--- Start of RECORDS FOR THE TASK ---

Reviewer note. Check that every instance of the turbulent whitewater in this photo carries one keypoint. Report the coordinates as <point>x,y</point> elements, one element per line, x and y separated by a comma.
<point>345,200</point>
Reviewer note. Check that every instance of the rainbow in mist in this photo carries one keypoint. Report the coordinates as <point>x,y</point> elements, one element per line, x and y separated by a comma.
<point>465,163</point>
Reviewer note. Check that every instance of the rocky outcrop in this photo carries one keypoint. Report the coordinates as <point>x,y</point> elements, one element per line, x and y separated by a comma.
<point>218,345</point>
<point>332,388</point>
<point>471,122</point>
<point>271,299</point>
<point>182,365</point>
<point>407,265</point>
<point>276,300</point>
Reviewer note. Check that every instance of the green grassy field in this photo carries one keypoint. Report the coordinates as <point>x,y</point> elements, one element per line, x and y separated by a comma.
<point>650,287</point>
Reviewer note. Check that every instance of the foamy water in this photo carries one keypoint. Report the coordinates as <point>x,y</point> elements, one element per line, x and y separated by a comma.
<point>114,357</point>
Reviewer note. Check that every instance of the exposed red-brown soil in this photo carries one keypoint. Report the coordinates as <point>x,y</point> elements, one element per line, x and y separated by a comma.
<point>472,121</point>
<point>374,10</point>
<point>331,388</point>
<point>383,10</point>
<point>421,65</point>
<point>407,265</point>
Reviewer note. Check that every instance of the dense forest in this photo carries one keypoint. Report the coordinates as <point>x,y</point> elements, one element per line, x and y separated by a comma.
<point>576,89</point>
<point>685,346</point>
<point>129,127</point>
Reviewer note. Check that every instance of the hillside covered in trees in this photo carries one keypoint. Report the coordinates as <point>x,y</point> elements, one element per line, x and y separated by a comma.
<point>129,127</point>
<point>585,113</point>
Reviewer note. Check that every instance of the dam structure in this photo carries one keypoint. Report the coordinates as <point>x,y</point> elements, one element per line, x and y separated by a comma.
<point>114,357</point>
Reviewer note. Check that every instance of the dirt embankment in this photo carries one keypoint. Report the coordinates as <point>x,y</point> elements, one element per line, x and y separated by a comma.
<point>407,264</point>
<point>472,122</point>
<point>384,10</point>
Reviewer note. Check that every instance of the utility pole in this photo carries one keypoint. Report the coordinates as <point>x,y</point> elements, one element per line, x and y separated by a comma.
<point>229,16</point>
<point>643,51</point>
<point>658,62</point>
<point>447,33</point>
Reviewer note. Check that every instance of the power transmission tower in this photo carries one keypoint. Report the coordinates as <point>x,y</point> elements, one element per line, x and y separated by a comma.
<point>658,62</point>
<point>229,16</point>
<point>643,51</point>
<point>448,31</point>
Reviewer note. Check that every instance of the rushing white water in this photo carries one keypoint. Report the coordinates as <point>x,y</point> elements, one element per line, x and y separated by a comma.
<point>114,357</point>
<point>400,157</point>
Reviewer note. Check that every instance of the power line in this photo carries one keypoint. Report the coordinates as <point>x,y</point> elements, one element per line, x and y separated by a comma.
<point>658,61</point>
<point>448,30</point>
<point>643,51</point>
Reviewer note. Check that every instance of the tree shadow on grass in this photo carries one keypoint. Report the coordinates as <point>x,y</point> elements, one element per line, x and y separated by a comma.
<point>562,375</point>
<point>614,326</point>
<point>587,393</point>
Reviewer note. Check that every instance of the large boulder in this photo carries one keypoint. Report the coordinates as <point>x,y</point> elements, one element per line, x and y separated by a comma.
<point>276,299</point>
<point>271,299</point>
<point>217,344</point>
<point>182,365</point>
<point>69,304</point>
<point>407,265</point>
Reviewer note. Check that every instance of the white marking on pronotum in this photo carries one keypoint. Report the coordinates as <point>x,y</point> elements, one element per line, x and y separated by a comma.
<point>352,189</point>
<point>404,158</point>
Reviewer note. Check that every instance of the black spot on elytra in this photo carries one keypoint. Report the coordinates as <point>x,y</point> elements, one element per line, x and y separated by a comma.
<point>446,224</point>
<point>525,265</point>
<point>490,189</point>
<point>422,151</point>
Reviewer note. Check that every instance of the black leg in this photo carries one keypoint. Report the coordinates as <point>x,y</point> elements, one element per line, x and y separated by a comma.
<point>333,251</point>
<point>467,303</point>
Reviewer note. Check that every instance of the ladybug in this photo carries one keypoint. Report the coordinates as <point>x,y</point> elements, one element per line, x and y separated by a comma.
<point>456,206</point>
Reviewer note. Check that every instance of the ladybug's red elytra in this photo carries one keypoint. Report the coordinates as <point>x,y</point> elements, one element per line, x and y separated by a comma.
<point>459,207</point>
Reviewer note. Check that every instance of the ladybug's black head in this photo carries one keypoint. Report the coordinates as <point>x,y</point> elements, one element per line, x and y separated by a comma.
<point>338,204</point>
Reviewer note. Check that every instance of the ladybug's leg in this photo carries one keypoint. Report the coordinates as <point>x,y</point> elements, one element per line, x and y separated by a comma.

--- End of RECORDS FOR THE TASK ---

▸ **WHAT THIS TASK INVOLVES**
Reproduce the material above verbatim, line for line, preserving every character and line break.

▸ **SOLUTION TO THIS EXERCISE**
Reviewer note. Check that every instance of the turbulent whitewater in this photo carries one keypoint. Report the coordinates as <point>x,y</point> elements, one element per line, x and y separated by a comma.
<point>345,200</point>
Reviewer note. Check that every instance of the rainbow in mist in this photo carries one keypoint. Report the coordinates as <point>x,y</point> elements, one element per line, x and y separated by a comma.
<point>465,163</point>
Reviewer note. Check that every instance of the rocky outcrop in this photo carries one keypoint. Report the coordinates as <point>x,y</point> elements, one element per line, x and y separated by a comma.
<point>218,345</point>
<point>332,388</point>
<point>471,122</point>
<point>271,299</point>
<point>182,365</point>
<point>407,265</point>
<point>276,300</point>
Reviewer note. Check that every instance of the green grassy field in this photo carries one keypoint. Report the coordinates as <point>x,y</point> elements, one element per line, x and y separated by a comma.
<point>650,287</point>
Reviewer note. Check that every instance of the foamy water in this photo carries one keypoint. Report the coordinates as <point>x,y</point> elements, one element per line, x and y separated by a comma.
<point>114,357</point>
Reviewer note. Check that every instance of the exposed red-brown soil in this photo carries one keypoint. Report the coordinates as <point>x,y</point> elements, one element per line, x and y separated by a comma.
<point>472,121</point>
<point>374,10</point>
<point>331,388</point>
<point>383,10</point>
<point>421,65</point>
<point>407,265</point>
Reviewer note. Check that every instance of the dense forest in this photo carries one keypoint. Report the coordinates as <point>x,y</point> elements, one element per line, x and y separated by a comma.
<point>576,89</point>
<point>685,346</point>
<point>129,127</point>
Reviewer note. Check that every instance of the hillside covered in trees in this photo carries one keypoint. Report the coordinates as <point>x,y</point> elements, one element per line, x and y separated by a comma.
<point>129,127</point>
<point>585,113</point>
Reviewer note. Check that every instance of the dam structure in this photo carries one keypoint. Report the coordinates as <point>x,y</point> elements, one element per line, x and y separated by a comma.
<point>114,357</point>
Reviewer note. Check that every instance of the dirt embankment in this photo carries one keypoint. Report the coordinates as <point>x,y</point> elements, one element per line, x and y separated by a comma.
<point>407,264</point>
<point>472,122</point>
<point>384,10</point>
Reviewer note. Check that every instance of the utility pole in this photo carries one keypoint. Report the coordinates as <point>x,y</point> elements, one element per line, x and y separated by a comma.
<point>229,16</point>
<point>643,51</point>
<point>658,62</point>
<point>447,33</point>
Reviewer note. Check that every instance of the power transmission tower in this photo carries one keypoint. Report the coordinates as <point>x,y</point> elements, one element per line, x and y separated by a comma.
<point>658,62</point>
<point>229,16</point>
<point>643,51</point>
<point>448,31</point>
Reviewer note. Check that every instance of the rushing white water in this photo carries one keypoint. Report the coordinates as <point>x,y</point> elements, one element per line, x and y separated by a comma.
<point>114,357</point>
<point>400,157</point>
Reviewer note. Check that every instance of the power line in this photo carries one keypoint. Report the coordinates as <point>x,y</point> elements, one element per line, x and y separated by a comma.
<point>658,61</point>
<point>448,30</point>
<point>643,51</point>
Reviewer note. Check that every instance of the tree shadow on grass in this photo carries one keypoint. Report the coordinates as <point>x,y</point> elements, one element per line, x and y separated by a comma.
<point>562,375</point>
<point>614,326</point>
<point>587,393</point>
Reviewer note. Check that every instance of the large boulder in this photo carries one keypoint. Report the coordinates as <point>x,y</point> elements, one element per line, x and y separated by a comma.
<point>276,299</point>
<point>271,299</point>
<point>217,344</point>
<point>182,365</point>
<point>69,304</point>
<point>407,265</point>
Reviewer note. Check that every instance of the white marking on pronotum in this photo carries one keypoint. Report the coordinates as <point>x,y</point> elements, one element per line, x and y separated by a comma.
<point>352,189</point>
<point>404,158</point>
Reviewer note. Check that every instance of the black spot on elytra in this photo carries one keypoint. Report the coordinates as <point>x,y</point> elements, one element per line, x and y separated by a comma.
<point>446,224</point>
<point>525,265</point>
<point>490,189</point>
<point>422,151</point>
Reviewer note. Check that every instance of the black leg in this photo carries one keypoint. Report the coordinates as <point>x,y</point> elements, one element per line, x and y separated by a comma.
<point>333,251</point>
<point>467,303</point>
Reviewer note. Check that every instance of the ladybug in this photo carries one keypoint. Report the coordinates as <point>x,y</point> elements, one element per line, x and y separated by a comma.
<point>456,206</point>
Reviewer note. Check that every instance of the ladybug's red elytra in this photo carries one keypoint. Report the coordinates as <point>x,y</point> elements, one element per line, x and y separated by a comma.
<point>459,207</point>
Reviewer note. Check that every instance of the ladybug's black head in this photo carries one keypoint. Report the coordinates as <point>x,y</point> elements, one element per line, x and y separated by a comma.
<point>338,204</point>
Reviewer note. Check that every instance of the ladybug's leg in this photo carries one keypoint. Report the coordinates as <point>x,y</point> elements, one element per line, x and y separated by a comma.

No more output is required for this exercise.